▶ _DOCUMENT PASSAGE_:
★ ★ ★

Type numeric values for a, b, c (with a ≠ 0 for a true quadratic).
Press Solve. Use Clear All to reset and start another problem.
Read the results panel and the “Step-by-step” block. Copy the steps directly into a notebook if required.

What the solver shows

Standard form: The exact equation assembled from your inputs.
Discriminant Δ = b² − 4ac and the nature of roots:
- Δ > 0 → two distinct real roots.
- Δ = 0 → one real repeated root.
- Δ < 0 → complex conjugate roots; no real solutions.
Roots: Exact numeric values. Complex roots appear as p ± q i.
Vertex and axis: h = -b/(2a), k = a h² + b h + c; axis is x = h.
Opens: up if a > 0, down if a < 0.
y-intercept: c.
Vertex form: y = a(x − h)² + k with h, k from your inputs.
Factored form: a(x − r₁)(x − r₂) when roots are real; otherwise marked “irreducible over ℝ”.
Step-by-step: A line-by-line derivation: compute Δ, plug into the formula, simplify to the final roots. For Δ < 0 it explicitly states “No real solutions over ℝ” and writes the complex form.

Formulas used

Quadratic formula: x = (-b ± √Δ) / (2a), where Δ = b² − 4ac.
Vertex: (h, k) with h = -b/(2a), k = a h² + b h + c.
Axis of symmetry: x = h.
Factoring link: if roots are real, x - r₁ and x - r₂ are the linear factors.

★ ★ ★

[Dataset rows showing where objects appear]
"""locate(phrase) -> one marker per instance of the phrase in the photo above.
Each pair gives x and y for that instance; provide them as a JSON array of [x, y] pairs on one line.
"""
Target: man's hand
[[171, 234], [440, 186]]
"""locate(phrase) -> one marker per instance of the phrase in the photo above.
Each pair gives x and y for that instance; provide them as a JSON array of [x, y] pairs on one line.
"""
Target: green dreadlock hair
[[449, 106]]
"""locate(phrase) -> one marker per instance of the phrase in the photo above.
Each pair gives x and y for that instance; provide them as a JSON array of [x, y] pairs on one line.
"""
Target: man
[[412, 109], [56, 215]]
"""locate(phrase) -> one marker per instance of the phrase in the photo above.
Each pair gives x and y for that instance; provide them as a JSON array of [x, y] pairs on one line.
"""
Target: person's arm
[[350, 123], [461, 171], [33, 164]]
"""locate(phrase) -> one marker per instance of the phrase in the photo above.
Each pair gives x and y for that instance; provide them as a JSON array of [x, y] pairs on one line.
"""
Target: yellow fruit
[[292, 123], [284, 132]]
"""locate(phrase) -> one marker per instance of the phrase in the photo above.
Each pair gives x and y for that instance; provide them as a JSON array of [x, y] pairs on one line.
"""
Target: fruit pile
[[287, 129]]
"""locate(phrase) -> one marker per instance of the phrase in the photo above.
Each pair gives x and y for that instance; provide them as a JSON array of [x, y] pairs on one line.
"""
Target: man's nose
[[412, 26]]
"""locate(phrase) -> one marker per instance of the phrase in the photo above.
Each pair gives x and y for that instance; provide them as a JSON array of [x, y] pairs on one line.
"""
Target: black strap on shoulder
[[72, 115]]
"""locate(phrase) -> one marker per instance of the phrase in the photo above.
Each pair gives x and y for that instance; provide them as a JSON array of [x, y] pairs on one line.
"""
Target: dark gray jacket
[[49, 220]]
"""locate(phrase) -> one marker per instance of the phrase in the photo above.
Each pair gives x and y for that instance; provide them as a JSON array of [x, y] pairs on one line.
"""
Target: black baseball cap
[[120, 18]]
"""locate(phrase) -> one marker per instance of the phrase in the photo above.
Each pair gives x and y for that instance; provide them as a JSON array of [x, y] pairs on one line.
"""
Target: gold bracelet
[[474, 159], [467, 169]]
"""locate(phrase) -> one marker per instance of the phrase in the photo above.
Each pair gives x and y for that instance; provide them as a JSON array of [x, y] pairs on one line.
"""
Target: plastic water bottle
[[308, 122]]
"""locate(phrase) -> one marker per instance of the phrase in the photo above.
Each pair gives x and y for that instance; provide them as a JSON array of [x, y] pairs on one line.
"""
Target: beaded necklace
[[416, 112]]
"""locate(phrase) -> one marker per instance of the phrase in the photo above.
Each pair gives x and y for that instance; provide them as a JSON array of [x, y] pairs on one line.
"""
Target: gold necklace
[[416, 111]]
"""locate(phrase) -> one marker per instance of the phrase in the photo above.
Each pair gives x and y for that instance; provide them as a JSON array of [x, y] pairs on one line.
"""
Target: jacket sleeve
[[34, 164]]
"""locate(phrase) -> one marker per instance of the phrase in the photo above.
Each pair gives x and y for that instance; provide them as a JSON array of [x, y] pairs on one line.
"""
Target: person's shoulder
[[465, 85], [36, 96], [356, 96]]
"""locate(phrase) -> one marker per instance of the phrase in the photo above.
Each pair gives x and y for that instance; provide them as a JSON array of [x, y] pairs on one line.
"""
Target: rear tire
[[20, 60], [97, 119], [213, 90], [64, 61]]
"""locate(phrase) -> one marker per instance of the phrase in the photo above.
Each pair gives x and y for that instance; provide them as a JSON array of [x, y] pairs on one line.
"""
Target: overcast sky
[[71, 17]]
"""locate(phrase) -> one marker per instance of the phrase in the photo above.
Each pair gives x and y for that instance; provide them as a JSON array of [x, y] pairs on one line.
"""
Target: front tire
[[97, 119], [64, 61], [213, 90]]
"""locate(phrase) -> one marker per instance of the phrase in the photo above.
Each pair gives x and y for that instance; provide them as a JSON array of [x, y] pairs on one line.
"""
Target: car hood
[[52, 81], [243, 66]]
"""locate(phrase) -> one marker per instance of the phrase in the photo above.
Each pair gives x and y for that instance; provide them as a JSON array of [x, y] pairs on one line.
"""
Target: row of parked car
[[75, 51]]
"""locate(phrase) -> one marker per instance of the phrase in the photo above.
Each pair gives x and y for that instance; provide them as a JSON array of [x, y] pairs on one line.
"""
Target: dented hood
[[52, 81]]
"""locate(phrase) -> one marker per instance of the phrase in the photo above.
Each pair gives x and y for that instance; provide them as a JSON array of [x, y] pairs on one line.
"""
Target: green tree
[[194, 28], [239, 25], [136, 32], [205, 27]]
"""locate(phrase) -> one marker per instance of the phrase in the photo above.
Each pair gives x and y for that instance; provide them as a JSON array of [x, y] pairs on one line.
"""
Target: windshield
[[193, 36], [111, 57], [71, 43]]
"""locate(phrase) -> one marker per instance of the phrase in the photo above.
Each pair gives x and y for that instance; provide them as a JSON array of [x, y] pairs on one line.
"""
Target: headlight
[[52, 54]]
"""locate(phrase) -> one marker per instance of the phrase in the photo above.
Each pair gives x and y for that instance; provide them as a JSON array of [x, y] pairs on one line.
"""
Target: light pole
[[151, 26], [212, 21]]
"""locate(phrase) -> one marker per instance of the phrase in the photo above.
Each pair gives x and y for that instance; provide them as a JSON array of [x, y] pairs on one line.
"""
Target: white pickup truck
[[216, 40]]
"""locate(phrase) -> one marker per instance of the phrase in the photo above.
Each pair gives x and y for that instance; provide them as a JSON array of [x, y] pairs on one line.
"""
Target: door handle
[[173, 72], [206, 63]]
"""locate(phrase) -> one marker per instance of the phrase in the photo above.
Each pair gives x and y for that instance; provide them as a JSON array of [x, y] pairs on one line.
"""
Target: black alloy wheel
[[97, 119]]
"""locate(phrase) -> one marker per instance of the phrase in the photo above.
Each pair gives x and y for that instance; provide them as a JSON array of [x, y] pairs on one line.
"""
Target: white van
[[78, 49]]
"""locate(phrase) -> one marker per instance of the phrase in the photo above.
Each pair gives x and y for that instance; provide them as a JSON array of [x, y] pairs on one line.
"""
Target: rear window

★ ★ ★

▶ _WHAT TO WORK ON_:
[1] Repeat, word for word, the stretch of the quadratic solver text from "Opens: up if" through "h² + b h + c.".
[2] Write the next part of the quadratic equation solver text, picking up after its final line.

▶ _ANSWER LIST_:
[1]
Opens: up if a > 0, down if a < 0.
y-intercept: c.
Vertex form: y = a(x − h)² + k with h, k from your inputs.
Factored form: a(x − r₁)(x − r₂) when roots are real; otherwise marked “irreducible over ℝ”.
Step-by-step: A line-by-line derivation: compute Δ, plug into the formula, simplify to the final roots. For Δ < 0 it explicitly states “No real solutions over ℝ” and writes the complex form.

Formulas used

Quadratic formula: x = (-b ± √Δ) / (2a), where Δ = b² − 4ac.
Vertex: (h, k) with h = -b/(2a), k = a h² + b h + c.

[2]
Worked examples

Two real roots: 2x² - 5x - 3 = 0 → Δ = 25 + 24 = 49 → x = (5 ± 7)/4 → x = 3 or x = -0.5 → factors 2(x - 3)(x + 0.5).

Repeated root: x² - 6x + 9 = 0 → Δ = 36 - 36 = 0 → x = 6/2 = 3 (double root) → vertex at (3, 0).

No real solutions: x² + 4x + 13 = 0 → Δ = 16 - 52 = -36 → x = (-4 ± i·6)/2 = -2 ± 3i → irreducible over ℝ.

Tips and pitfalls

Confirm the equation is in standard form before entering coefficients. Move all terms to the left side.
If every coefficient shares a common factor, divide first to simplify arithmetic.
For graph insights, check the sign of a and the vertex (h, k). The minimum/maximum occurs at x = h.
Units are abstract. If the problem uses units, the roots carry the same x-units as the original model.

FAQ

Does “no real solutions” mean no answer? It means the solutions are complex. Over the real numbers there is no x that satisfies the equation; over the complex numbers there are two solutions that the solver shows.

Can I enter decimals or large numbers? Yes. The solver handles integers, decimals, and scientific notation. Results display up to six decimal places or scientific notation when needed.

Why are the factors missing sometimes? Factored form is shown only when the roots are real. With complex roots the real factorization is impossible; the tool labels it “irreducible over ℝ”.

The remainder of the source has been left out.